• Objetivo do exercício
No trecho sobre Darcy e a entrada da juventude trabalhadora na universidade, como a luta pelo diploma é caracterizada?

• Trecho para análise
________
E é por isso que Darcy, creio que de uma forma novamente provocativa, diz que essa rebeldia estudantil é muito daqueles que não têm a questão da sobrevivência como parte do seu cotidiano. Aí contrapõe a isso, que é essa maioria da população jovem que – é claro, a gente tem aí toda a luta política pela emancipação dos sujeitos e pelo aumento da sua participação na vida política do país – são pessoas que precisam enfrentar o desafio de, a cada dia, buscar emprego ou não ter emprego, ou mesmo ter alternativas e soluções e estratégias de sobrevivência que são muito mais vulneráveis aos vetores de desestruturação do nosso próprio sistema produtivo.

Nenhuma surpresa, por exemplo, que não faça parte de uma certa pauta sindical ou popular nem Sistema Único de Saúde, nem Sistema Público de Educação, nem mecanismos e programas de políticas públicas para proteção social geral – as pautas são muito dirigidas para focos específicos de interesses. A gente pode dizer que a luta pelo diploma é uma luta individual, no máximo uma luta familiar. Não temos uma concepção coletiva de que a educação e a educação superior sejam ou se manifestem como um ativo para uma emancipação também coletiva. Então eu acho que Darcy, do modo bem peculiar dele, põe o dedo nessa ferida.

Spensy Pimentel: O que o sr. acha que Darcy diria hoje, e qual sua avaliação sobre a entrada dessa juventude trabalhadora nas universidades? Será que ela já conseguiu imprimir uma marca nas universidades? Ou será que também a maneira como essa entrada se deu – uma boa parte dela via PROUNI, via Fies, nas instituições particulares – influenciou de outra forma?

Naomar Monteiro de Almeida Filho: Acho que a gente precisa ser até mais crítico do que Darcy conseguiu ser. Porque Darcy, de muitas maneiras, colocava o dedo na ferida, mas o que construía como alternativa, como saída, até poupava parte da responsabilidade das instituições por serem, de muitas maneiras, mais protagonistas em processos de contestação e superação dessas contradições que Darcy chegava a revelar.

Eu vou trazer um exemplo, só pela necessidade de clareza: a rápida cooptação dos sujeitos que atingem a educação superior universitária. É possível, por exemplo, todo um conjunto de inquietações, algumas até pessoais, individuais, mas outras mais coletivas, mais políticas, mais militantes tenham influenciado a escolha por essa ou aquela profissão. Três, quatro, cinco anos de passagem pelas formações disciplinares, currículos rígidos, currículos ocultos, inclusive, absolutamente submissos a corporações e instâncias de controle social, fazem com que, por exemplo, os médicos que estão sendo formados agora, em proporção bastante grande, nas instituições federais pelo menos, pessoas que são os primeiros de suas famílias a entrarem na educação superior, não tem sido qualitativamente, nem politicamente, nem eticamente, diferente dos anteriores.
________
• Itens de dados
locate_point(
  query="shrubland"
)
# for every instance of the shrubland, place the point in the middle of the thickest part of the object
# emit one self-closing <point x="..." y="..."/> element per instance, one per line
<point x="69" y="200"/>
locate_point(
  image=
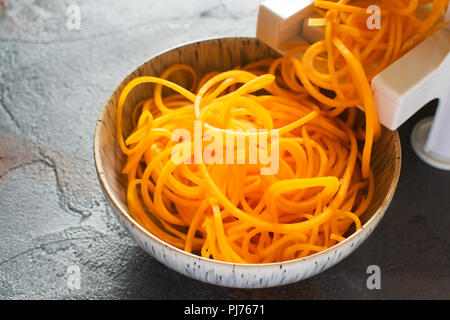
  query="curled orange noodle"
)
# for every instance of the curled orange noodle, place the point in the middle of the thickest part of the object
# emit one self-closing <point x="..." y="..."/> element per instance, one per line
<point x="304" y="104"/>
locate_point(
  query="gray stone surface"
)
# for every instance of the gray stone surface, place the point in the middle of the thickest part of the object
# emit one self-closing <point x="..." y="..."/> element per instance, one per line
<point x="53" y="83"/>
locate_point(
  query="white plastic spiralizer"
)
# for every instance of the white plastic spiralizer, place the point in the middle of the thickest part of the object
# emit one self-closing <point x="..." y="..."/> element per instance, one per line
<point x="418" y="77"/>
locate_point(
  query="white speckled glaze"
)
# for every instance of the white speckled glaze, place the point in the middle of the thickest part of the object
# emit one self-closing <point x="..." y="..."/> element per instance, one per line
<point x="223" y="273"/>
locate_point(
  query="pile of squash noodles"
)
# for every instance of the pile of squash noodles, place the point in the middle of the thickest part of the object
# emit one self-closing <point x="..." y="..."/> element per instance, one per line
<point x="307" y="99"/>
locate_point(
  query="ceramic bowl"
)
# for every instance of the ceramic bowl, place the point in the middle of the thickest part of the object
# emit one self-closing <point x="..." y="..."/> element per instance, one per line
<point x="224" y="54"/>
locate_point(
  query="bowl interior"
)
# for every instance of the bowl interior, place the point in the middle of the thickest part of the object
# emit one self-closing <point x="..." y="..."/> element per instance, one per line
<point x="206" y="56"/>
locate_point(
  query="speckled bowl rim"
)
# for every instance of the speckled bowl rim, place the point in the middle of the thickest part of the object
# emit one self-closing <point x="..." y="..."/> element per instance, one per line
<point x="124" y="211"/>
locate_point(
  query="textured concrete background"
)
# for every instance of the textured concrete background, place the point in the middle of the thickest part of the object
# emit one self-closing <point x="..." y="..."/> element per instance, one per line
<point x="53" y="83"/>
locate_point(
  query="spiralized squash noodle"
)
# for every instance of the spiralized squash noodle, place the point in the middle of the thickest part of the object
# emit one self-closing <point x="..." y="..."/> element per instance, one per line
________
• Resposta do exercício
Como uma luta individual, no máximo uma luta familiar.